* OBJECTIVE *
Show every line of the items below that contains the word "asphalt", matching case exactly.

* Dataset excerpt *
○ ○ ○ ○ ○ ○ ○

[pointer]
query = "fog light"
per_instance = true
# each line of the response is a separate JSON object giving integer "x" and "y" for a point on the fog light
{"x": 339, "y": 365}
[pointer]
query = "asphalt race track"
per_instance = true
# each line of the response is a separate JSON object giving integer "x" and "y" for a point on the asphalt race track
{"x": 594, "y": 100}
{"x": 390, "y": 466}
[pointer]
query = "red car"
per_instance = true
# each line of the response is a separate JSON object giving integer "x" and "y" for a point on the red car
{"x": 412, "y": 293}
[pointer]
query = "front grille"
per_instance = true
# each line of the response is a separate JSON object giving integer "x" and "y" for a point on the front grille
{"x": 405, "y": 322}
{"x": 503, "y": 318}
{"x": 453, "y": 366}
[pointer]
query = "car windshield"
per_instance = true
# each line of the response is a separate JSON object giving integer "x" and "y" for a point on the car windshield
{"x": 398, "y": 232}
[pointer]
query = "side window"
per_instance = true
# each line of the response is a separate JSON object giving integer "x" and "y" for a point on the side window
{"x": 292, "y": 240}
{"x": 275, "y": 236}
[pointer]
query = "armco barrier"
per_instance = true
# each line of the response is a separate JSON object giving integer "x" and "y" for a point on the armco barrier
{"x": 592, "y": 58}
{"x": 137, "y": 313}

○ ○ ○ ○ ○ ○ ○

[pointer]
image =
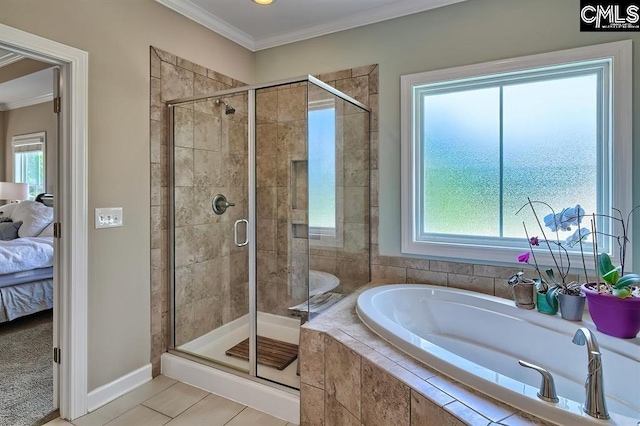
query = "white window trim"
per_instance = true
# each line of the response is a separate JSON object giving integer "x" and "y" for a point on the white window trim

○ ○ ○ ○ ○ ○ ○

* ANSWER TO THIS TASK *
query = "asphalt race track"
# each line of the response is a separate JSON object giving integer "x" and "y" for a point on the asphalt race track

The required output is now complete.